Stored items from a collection
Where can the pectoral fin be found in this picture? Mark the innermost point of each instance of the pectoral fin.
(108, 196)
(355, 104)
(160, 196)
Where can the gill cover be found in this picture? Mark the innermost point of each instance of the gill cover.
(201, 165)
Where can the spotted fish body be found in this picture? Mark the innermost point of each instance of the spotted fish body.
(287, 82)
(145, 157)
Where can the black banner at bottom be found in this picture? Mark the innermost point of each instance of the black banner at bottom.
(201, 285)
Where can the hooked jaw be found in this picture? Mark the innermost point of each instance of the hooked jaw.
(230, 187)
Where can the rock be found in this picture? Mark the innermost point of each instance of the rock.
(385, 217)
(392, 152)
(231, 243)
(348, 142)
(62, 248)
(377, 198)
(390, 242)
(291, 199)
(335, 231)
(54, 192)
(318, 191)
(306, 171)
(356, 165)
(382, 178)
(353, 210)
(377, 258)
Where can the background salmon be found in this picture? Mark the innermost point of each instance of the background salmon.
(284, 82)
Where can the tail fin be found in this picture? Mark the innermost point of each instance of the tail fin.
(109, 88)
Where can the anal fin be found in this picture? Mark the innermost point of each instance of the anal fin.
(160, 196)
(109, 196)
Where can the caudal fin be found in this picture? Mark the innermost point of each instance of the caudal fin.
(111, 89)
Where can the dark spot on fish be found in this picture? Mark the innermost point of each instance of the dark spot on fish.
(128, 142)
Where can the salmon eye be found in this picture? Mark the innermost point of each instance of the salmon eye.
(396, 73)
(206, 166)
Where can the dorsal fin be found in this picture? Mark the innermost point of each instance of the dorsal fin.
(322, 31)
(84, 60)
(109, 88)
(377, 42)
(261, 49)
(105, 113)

# Exercise prompt
All of the records should be repeated precisely as written.

# Answer area
Where can the pectoral fin be found in this picture? Mark the innermost point of each instance of the pectoral fin.
(108, 196)
(355, 104)
(160, 196)
Where can the gill cover be found in this picture? Mark the innermost point of each instance of the gill cover.
(201, 165)
Where can the spotted fish body be found in this picture? Mark the innermost point of each instance of the spotted fish body.
(287, 82)
(145, 157)
Where can the black banner at bottom be found in this picture? Mark the innermost point of each instance of the black banner at bottom.
(201, 285)
Where can the hooked jaw be found in this picture? Mark the innermost point of each instance of the hooked jaw.
(230, 187)
Where can the rock be found in this picture? Mark the innermost point of each instance of the rock.
(385, 217)
(392, 152)
(231, 243)
(348, 142)
(62, 248)
(377, 198)
(390, 242)
(291, 199)
(335, 231)
(54, 192)
(318, 191)
(306, 171)
(356, 165)
(382, 178)
(353, 210)
(377, 258)
Where can the background salmon be found in this picture? Mark the innermost point of each instance of the background salmon.
(284, 82)
Where can the tail fin be found in this picture? Mark the innermost point of each instance of the tail fin.
(109, 88)
Where can the anal fin be found in this picture? Mark the innermost point of each instance of the anal fin.
(160, 196)
(109, 196)
Where can the caudal fin be found in this picture? Mark the innermost point of each instance of the caudal fin.
(111, 89)
Where can the dark spot on fish be found in this picture? Mark the innermost point of each instance of the dark spot on fish.
(128, 142)
Where can the salmon eye be found in this picture? Mark the innermost point of each instance of the salmon eye.
(396, 73)
(206, 166)
Where can the dorsal fin be found in this picture? Mark the innermost point of each instance of the dorsal fin.
(322, 31)
(84, 60)
(109, 88)
(377, 42)
(261, 49)
(105, 113)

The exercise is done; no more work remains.